--- Recorded data ---

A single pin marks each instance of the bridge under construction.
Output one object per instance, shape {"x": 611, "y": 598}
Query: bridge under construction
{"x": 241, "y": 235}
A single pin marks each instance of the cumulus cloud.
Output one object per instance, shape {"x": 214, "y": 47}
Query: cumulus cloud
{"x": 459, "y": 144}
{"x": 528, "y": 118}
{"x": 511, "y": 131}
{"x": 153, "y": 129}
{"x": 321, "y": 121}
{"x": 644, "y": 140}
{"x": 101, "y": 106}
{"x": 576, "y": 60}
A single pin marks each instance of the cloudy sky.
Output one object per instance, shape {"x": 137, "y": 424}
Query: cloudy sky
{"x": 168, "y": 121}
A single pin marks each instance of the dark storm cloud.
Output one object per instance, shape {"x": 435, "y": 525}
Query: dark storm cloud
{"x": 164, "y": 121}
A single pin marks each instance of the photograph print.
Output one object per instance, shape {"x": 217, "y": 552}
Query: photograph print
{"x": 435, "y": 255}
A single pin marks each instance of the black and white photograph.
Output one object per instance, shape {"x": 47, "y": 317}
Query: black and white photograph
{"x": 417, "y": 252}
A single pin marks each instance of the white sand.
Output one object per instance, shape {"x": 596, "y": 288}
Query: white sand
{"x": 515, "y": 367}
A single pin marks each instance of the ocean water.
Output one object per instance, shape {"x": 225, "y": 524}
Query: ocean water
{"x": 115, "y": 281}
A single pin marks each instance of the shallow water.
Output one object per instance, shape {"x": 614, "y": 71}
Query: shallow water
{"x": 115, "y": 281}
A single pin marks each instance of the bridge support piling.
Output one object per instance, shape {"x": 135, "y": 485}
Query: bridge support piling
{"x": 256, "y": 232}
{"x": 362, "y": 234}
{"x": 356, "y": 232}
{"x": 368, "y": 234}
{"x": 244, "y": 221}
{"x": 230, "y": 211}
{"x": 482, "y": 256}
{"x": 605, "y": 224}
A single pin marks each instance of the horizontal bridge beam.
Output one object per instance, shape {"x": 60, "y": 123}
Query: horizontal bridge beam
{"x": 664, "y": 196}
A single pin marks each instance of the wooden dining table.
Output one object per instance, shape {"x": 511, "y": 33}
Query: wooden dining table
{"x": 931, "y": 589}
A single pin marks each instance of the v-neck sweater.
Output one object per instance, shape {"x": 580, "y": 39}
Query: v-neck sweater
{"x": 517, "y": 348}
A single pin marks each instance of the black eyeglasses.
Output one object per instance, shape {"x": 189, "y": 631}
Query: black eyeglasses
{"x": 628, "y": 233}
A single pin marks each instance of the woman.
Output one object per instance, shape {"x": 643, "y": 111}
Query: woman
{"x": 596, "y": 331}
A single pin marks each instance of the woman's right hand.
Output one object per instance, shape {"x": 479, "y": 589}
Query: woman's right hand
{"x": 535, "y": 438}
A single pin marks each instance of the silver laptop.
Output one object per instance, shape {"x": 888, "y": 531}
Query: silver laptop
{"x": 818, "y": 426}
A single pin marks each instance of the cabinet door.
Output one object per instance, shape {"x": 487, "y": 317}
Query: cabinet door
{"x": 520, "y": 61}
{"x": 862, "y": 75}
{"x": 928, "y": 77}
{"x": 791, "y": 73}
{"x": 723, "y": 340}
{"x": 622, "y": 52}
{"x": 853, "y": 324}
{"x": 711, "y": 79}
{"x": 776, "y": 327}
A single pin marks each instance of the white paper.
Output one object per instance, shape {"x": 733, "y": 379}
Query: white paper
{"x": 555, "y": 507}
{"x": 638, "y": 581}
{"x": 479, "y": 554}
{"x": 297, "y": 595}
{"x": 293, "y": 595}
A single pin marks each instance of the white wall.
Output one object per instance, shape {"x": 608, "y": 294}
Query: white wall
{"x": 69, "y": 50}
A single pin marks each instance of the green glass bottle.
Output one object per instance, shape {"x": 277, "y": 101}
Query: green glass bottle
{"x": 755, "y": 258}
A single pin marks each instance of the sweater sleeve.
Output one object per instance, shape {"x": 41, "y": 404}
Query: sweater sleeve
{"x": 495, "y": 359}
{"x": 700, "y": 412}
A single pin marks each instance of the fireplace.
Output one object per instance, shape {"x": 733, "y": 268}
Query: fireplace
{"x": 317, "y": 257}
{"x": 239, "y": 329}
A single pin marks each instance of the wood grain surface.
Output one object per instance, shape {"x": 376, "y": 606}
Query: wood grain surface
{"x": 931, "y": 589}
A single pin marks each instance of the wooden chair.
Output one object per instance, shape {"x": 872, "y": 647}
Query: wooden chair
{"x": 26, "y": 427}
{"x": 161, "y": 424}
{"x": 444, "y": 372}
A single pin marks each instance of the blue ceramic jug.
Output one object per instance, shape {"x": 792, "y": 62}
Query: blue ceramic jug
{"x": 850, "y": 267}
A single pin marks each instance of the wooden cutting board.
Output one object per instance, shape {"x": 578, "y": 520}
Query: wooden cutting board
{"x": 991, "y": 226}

---

-- Goal of the exercise --
Restate the data above word for word.

-- Task solution --
A single pin marks each instance of the bridge under construction.
Output one object per instance, shape {"x": 611, "y": 598}
Query: bridge under construction
{"x": 241, "y": 235}
A single pin marks each instance of the cumulus cloud.
Output one object per instance, shape {"x": 214, "y": 47}
Query: cumulus cloud
{"x": 459, "y": 144}
{"x": 528, "y": 118}
{"x": 511, "y": 131}
{"x": 153, "y": 129}
{"x": 321, "y": 121}
{"x": 644, "y": 140}
{"x": 101, "y": 106}
{"x": 576, "y": 60}
A single pin marks each instance of the cloudy sky.
Output one object per instance, shape {"x": 137, "y": 424}
Query: cloudy sky
{"x": 168, "y": 121}
A single pin marks each instance of the dark storm cloud.
Output one object per instance, shape {"x": 435, "y": 525}
Query: dark storm cloud
{"x": 164, "y": 121}
A single pin marks each instance of the photograph print.
Output one object per instance, shape {"x": 217, "y": 552}
Query: photograph print
{"x": 435, "y": 255}
A single pin marks each instance of the black and white photograph.
Output one object per instance, shape {"x": 47, "y": 317}
Query: black and white photograph
{"x": 417, "y": 252}
A single pin marks each instance of the white sand.
Output one object per instance, shape {"x": 596, "y": 288}
Query: white sand
{"x": 515, "y": 367}
A single pin marks each instance of the ocean water.
Output one object per instance, shape {"x": 225, "y": 524}
Query: ocean water
{"x": 115, "y": 281}
A single pin marks each instance of the shallow water.
Output one object per instance, shape {"x": 614, "y": 71}
Query: shallow water
{"x": 115, "y": 281}
A single pin marks each instance of the bridge support piling.
Output one object per instance, shape {"x": 135, "y": 485}
Query: bridge support piling
{"x": 256, "y": 232}
{"x": 362, "y": 234}
{"x": 356, "y": 232}
{"x": 368, "y": 234}
{"x": 244, "y": 221}
{"x": 230, "y": 211}
{"x": 482, "y": 256}
{"x": 605, "y": 224}
A single pin marks each instance of the horizontal bridge beam.
Output one object per instance, shape {"x": 60, "y": 123}
Query: horizontal bridge beam
{"x": 664, "y": 196}
A single pin marks each instance of the wooden dining table.
Output one object per instance, shape {"x": 511, "y": 33}
Query: wooden dining table
{"x": 931, "y": 589}
A single pin marks each instance of the v-neck sweater.
Output one object per instance, shape {"x": 580, "y": 39}
Query: v-neck sweater
{"x": 517, "y": 348}
A single pin marks each instance of the black eyeglasses.
Output one object per instance, shape {"x": 189, "y": 631}
Query: black eyeglasses
{"x": 628, "y": 233}
A single pin marks each instance of the woman.
Output one object per instance, shape {"x": 643, "y": 111}
Query: woman
{"x": 596, "y": 331}
A single pin marks each instance of the woman's right hand.
Output one object per instance, shape {"x": 479, "y": 589}
Query: woman's right hand
{"x": 535, "y": 438}
A single pin marks each instance of the silver laptop.
Output one object per instance, shape {"x": 888, "y": 531}
Query: silver laptop
{"x": 818, "y": 426}
A single pin marks each instance of the cabinet door.
Output one object per instance, shape {"x": 487, "y": 317}
Query: cabinet door
{"x": 520, "y": 61}
{"x": 862, "y": 75}
{"x": 928, "y": 77}
{"x": 791, "y": 73}
{"x": 723, "y": 340}
{"x": 622, "y": 52}
{"x": 853, "y": 324}
{"x": 711, "y": 79}
{"x": 776, "y": 327}
A single pin marks each instance of the white paper.
Output one object per instance, shape {"x": 733, "y": 379}
Query: white paper
{"x": 555, "y": 507}
{"x": 638, "y": 581}
{"x": 479, "y": 554}
{"x": 297, "y": 595}
{"x": 293, "y": 595}
A single pin marks each instance of the white wall.
Output one object per instance, shape {"x": 608, "y": 294}
Query: white wall
{"x": 69, "y": 50}
A single pin marks each instance of the green glass bottle.
Output one object per instance, shape {"x": 277, "y": 101}
Query: green glass bottle
{"x": 755, "y": 258}
A single pin marks each instance of the sweater sleeve.
Output one object per instance, shape {"x": 41, "y": 404}
Query: sweater sleeve
{"x": 495, "y": 359}
{"x": 700, "y": 412}
A single pin marks each instance of the fireplace.
Output one object per instance, shape {"x": 733, "y": 268}
Query: fireplace
{"x": 317, "y": 257}
{"x": 239, "y": 329}
A single pin marks each instance of the wood grain surface.
Output one object per instance, shape {"x": 376, "y": 606}
Query: wood grain surface
{"x": 931, "y": 589}
A single pin marks each instance of the wooden chair.
Output one object per instance, shape {"x": 872, "y": 647}
Query: wooden chair
{"x": 26, "y": 427}
{"x": 161, "y": 424}
{"x": 444, "y": 372}
A single pin marks each instance of the blue ceramic jug.
Output one object per instance, shape {"x": 792, "y": 62}
Query: blue ceramic jug
{"x": 850, "y": 267}
A single pin marks each instance of the wooden cutting board.
Output one object per instance, shape {"x": 578, "y": 520}
Query: wooden cutting board
{"x": 991, "y": 226}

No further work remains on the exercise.